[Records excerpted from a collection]
▶
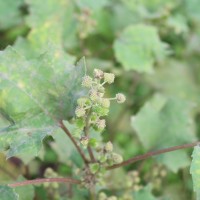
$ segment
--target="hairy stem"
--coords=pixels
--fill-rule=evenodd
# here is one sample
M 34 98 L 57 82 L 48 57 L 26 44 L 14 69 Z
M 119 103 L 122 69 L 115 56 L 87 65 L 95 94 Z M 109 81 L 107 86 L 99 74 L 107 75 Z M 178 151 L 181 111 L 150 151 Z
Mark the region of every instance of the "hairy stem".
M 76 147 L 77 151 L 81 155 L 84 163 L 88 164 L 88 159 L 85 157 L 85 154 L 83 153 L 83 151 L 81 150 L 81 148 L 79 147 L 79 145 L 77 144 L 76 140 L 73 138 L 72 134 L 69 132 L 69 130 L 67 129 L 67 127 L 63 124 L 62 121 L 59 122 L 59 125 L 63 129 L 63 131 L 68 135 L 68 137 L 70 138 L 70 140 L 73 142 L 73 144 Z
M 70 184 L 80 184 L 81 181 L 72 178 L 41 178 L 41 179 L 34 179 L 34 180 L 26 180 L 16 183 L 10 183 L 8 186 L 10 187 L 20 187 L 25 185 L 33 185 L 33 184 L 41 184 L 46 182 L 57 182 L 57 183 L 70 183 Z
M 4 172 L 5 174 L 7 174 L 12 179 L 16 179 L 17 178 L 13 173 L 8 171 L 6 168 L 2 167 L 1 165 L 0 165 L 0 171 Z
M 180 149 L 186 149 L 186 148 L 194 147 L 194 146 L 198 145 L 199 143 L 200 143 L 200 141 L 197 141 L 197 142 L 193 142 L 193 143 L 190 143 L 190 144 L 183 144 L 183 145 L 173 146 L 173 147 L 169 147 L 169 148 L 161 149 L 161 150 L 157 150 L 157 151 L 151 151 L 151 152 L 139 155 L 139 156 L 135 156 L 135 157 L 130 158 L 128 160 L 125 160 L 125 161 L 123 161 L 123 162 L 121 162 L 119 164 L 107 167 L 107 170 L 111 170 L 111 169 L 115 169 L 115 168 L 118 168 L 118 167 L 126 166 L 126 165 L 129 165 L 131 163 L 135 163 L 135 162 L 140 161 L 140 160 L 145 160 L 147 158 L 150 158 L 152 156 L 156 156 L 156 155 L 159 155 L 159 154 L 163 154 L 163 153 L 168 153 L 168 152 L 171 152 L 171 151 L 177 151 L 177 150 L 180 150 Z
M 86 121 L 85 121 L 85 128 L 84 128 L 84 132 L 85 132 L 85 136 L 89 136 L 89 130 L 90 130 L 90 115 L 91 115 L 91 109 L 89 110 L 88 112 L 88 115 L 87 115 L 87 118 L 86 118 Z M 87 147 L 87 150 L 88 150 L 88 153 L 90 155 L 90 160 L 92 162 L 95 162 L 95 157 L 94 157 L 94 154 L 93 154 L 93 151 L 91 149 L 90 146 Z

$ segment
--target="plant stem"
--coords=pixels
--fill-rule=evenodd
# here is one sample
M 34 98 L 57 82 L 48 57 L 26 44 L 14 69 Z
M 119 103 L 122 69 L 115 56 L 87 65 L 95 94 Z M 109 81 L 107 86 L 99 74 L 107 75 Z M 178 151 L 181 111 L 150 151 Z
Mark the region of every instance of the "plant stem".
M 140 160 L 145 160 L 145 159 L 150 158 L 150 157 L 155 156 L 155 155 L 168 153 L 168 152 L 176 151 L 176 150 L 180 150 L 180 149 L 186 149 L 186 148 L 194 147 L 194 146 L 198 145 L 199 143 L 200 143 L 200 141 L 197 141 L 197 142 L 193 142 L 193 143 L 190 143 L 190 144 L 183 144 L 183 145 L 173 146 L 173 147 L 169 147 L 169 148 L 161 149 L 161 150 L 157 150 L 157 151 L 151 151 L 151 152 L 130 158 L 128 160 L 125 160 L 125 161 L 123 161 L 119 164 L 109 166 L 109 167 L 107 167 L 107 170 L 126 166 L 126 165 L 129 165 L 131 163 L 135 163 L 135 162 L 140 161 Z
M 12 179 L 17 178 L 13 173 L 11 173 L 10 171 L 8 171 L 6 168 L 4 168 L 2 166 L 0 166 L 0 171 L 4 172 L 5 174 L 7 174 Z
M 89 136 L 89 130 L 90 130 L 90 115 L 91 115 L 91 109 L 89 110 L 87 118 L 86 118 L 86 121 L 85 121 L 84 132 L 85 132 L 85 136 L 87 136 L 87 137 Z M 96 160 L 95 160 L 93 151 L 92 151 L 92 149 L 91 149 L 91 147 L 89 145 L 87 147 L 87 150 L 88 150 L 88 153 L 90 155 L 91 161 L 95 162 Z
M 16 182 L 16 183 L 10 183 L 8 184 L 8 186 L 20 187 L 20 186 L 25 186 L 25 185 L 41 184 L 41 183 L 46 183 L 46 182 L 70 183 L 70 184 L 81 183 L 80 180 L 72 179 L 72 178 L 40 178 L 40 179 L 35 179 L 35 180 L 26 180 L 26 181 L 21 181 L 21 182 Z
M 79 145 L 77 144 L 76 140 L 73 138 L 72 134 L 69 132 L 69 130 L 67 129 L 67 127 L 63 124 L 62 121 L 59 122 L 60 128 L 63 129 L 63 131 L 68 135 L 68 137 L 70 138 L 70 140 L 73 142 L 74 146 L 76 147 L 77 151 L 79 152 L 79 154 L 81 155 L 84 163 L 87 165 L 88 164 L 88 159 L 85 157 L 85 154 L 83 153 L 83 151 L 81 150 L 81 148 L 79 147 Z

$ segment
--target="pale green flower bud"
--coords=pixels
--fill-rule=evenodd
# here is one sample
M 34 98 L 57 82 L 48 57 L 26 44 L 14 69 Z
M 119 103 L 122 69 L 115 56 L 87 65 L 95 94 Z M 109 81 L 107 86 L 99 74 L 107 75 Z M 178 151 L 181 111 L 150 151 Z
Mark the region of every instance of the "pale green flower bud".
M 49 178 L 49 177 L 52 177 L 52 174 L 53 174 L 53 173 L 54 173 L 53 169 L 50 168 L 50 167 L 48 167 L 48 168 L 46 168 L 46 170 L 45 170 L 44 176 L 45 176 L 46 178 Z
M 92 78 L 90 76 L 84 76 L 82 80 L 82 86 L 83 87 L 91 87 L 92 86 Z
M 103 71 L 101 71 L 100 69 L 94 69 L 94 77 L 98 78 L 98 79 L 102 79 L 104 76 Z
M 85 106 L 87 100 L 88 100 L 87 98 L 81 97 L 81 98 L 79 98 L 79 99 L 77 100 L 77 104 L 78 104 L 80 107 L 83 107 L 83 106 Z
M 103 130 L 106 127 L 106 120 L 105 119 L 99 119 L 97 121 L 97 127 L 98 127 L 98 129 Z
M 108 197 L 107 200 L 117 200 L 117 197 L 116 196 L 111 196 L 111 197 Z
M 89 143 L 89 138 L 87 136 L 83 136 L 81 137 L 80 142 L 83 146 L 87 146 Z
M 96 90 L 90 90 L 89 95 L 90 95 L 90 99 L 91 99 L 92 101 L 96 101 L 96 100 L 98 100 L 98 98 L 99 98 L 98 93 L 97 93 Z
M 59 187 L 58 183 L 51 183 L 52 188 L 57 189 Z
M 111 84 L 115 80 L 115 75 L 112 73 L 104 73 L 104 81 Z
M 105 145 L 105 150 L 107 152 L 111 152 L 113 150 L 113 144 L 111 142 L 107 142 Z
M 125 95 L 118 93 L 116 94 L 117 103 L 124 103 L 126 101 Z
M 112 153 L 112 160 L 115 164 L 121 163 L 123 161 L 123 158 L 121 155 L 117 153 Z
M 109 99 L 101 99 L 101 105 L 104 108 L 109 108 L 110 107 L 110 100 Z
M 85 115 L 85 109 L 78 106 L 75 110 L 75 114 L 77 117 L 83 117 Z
◀
* [Task]: The pictures in the entries should be left out; output everything else exactly.

* [Answer for the task]:
$ segment
--target="hairy stem"
--coords=pixels
--fill-rule=evenodd
# here is one sample
M 34 98 L 57 82 L 48 57 L 26 44 L 14 69 Z
M 119 103 L 122 69 L 115 56 L 87 65 L 95 94 Z M 109 81 L 107 86 L 99 74 L 107 75 Z M 178 151 L 181 111 L 150 151 Z
Mark the region of every instance of the "hairy stem".
M 76 147 L 77 151 L 81 155 L 84 163 L 88 164 L 88 159 L 85 157 L 85 154 L 83 153 L 83 151 L 81 150 L 81 148 L 79 147 L 79 145 L 77 144 L 76 140 L 73 138 L 72 134 L 69 132 L 69 130 L 67 129 L 67 127 L 63 124 L 62 121 L 59 122 L 59 125 L 63 129 L 63 131 L 68 135 L 68 137 L 70 138 L 70 140 L 73 142 L 73 144 Z
M 70 184 L 80 184 L 81 181 L 72 178 L 41 178 L 41 179 L 34 179 L 34 180 L 26 180 L 16 183 L 10 183 L 8 186 L 10 187 L 20 187 L 25 185 L 33 185 L 33 184 L 41 184 L 46 182 L 57 182 L 57 183 L 70 183 Z
M 4 172 L 5 174 L 7 174 L 12 179 L 16 179 L 17 178 L 13 173 L 8 171 L 6 168 L 2 167 L 1 165 L 0 165 L 0 171 Z
M 180 149 L 186 149 L 186 148 L 194 147 L 194 146 L 198 145 L 199 143 L 200 143 L 200 141 L 197 141 L 197 142 L 193 142 L 193 143 L 190 143 L 190 144 L 183 144 L 183 145 L 173 146 L 173 147 L 169 147 L 169 148 L 161 149 L 161 150 L 157 150 L 157 151 L 151 151 L 151 152 L 139 155 L 139 156 L 135 156 L 135 157 L 130 158 L 128 160 L 125 160 L 125 161 L 123 161 L 123 162 L 121 162 L 119 164 L 107 167 L 107 170 L 111 170 L 111 169 L 115 169 L 115 168 L 118 168 L 118 167 L 126 166 L 126 165 L 129 165 L 131 163 L 135 163 L 135 162 L 140 161 L 140 160 L 145 160 L 147 158 L 150 158 L 152 156 L 156 156 L 156 155 L 159 155 L 159 154 L 163 154 L 163 153 L 168 153 L 168 152 L 171 152 L 171 151 L 177 151 L 177 150 L 180 150 Z
M 86 121 L 85 121 L 85 128 L 84 128 L 84 132 L 85 132 L 85 136 L 89 136 L 89 130 L 90 130 L 90 115 L 91 115 L 91 109 L 89 110 L 88 112 L 88 115 L 87 115 L 87 118 L 86 118 Z M 87 147 L 87 150 L 88 150 L 88 153 L 90 155 L 90 160 L 92 162 L 95 162 L 95 157 L 94 157 L 94 154 L 93 154 L 93 151 L 91 149 L 90 146 Z

$ segment
--target="plant stem"
--coords=pixels
--fill-rule=evenodd
# here is one sample
M 34 98 L 57 82 L 48 57 L 26 44 L 14 69 Z
M 119 103 L 122 69 L 115 56 L 87 65 L 95 94 Z M 109 81 L 107 86 L 99 74 L 107 75 Z M 178 151 L 181 111 L 150 151 Z
Mark the region of every instance of the "plant stem".
M 140 160 L 145 160 L 145 159 L 150 158 L 150 157 L 155 156 L 155 155 L 168 153 L 168 152 L 176 151 L 176 150 L 180 150 L 180 149 L 186 149 L 186 148 L 194 147 L 194 146 L 198 145 L 199 143 L 200 143 L 200 141 L 197 141 L 197 142 L 193 142 L 193 143 L 190 143 L 190 144 L 183 144 L 183 145 L 173 146 L 173 147 L 169 147 L 169 148 L 161 149 L 161 150 L 157 150 L 157 151 L 151 151 L 151 152 L 130 158 L 128 160 L 125 160 L 125 161 L 123 161 L 119 164 L 109 166 L 109 167 L 107 167 L 107 170 L 126 166 L 126 165 L 129 165 L 131 163 L 135 163 L 135 162 L 140 161 Z
M 12 179 L 17 178 L 13 173 L 11 173 L 10 171 L 8 171 L 6 168 L 4 168 L 2 166 L 0 166 L 0 171 L 4 172 L 5 174 L 7 174 Z
M 89 136 L 89 130 L 90 130 L 90 115 L 91 115 L 91 109 L 89 110 L 87 118 L 86 118 L 86 121 L 85 121 L 84 132 L 85 132 L 85 136 L 87 136 L 87 137 Z M 96 160 L 95 160 L 93 151 L 92 151 L 92 149 L 91 149 L 91 147 L 89 145 L 87 147 L 87 150 L 88 150 L 88 153 L 90 155 L 91 161 L 95 162 Z
M 16 182 L 16 183 L 10 183 L 8 184 L 8 186 L 20 187 L 20 186 L 25 186 L 25 185 L 41 184 L 41 183 L 46 183 L 46 182 L 70 183 L 70 184 L 81 183 L 80 180 L 72 179 L 72 178 L 40 178 L 40 179 L 35 179 L 35 180 L 26 180 L 26 181 L 21 181 L 21 182 Z
M 79 145 L 77 144 L 76 140 L 73 138 L 72 134 L 69 132 L 69 130 L 67 129 L 67 127 L 63 124 L 62 121 L 59 122 L 60 128 L 63 129 L 63 131 L 68 135 L 68 137 L 70 138 L 70 140 L 73 142 L 74 146 L 76 147 L 77 151 L 79 152 L 79 154 L 81 155 L 84 163 L 87 165 L 88 164 L 88 159 L 85 157 L 85 154 L 83 153 L 83 151 L 81 150 L 81 148 L 79 147 Z

$ segment
--target="pale green flower bud"
--coords=pixels
--fill-rule=evenodd
# here is one sample
M 34 98 L 57 82 L 48 57 L 26 44 L 14 69 Z
M 119 103 L 122 69 L 115 56 L 87 65 L 95 94 Z M 109 81 L 107 86 L 99 74 L 107 75 Z M 178 151 L 181 111 L 150 151 Z
Mark the region of every instance of the "pale green flower bud".
M 49 178 L 49 177 L 52 177 L 52 174 L 53 174 L 53 173 L 54 173 L 53 169 L 50 168 L 50 167 L 48 167 L 48 168 L 46 168 L 46 170 L 45 170 L 44 176 L 45 176 L 46 178 Z
M 92 78 L 90 76 L 84 76 L 82 80 L 82 86 L 83 87 L 91 87 L 92 86 Z
M 103 71 L 101 71 L 100 69 L 94 69 L 94 77 L 98 78 L 98 79 L 102 79 L 104 76 Z
M 85 106 L 87 100 L 88 100 L 87 98 L 81 97 L 81 98 L 79 98 L 79 99 L 77 100 L 77 104 L 78 104 L 80 107 L 83 107 L 83 106 Z
M 103 130 L 106 127 L 106 120 L 105 119 L 99 119 L 97 121 L 97 127 L 98 127 L 98 129 Z
M 108 197 L 107 200 L 117 200 L 117 197 L 116 196 L 111 196 L 111 197 Z
M 89 143 L 89 138 L 87 136 L 83 136 L 81 137 L 80 142 L 83 146 L 87 146 Z
M 96 90 L 90 90 L 89 95 L 90 95 L 90 99 L 91 99 L 92 101 L 96 101 L 96 100 L 98 100 L 98 98 L 99 98 L 98 93 L 97 93 Z
M 59 187 L 58 183 L 51 183 L 52 188 L 57 189 Z
M 111 84 L 115 80 L 115 75 L 112 73 L 104 73 L 104 81 Z
M 105 145 L 105 150 L 107 152 L 111 152 L 113 150 L 113 144 L 111 142 L 107 142 Z
M 125 95 L 118 93 L 116 94 L 117 103 L 124 103 L 126 101 Z
M 112 153 L 112 160 L 115 164 L 121 163 L 123 161 L 123 158 L 121 155 L 117 153 Z
M 109 99 L 101 99 L 101 105 L 104 108 L 109 108 L 110 107 L 110 100 Z
M 85 115 L 85 109 L 78 106 L 75 110 L 75 114 L 77 117 L 83 117 Z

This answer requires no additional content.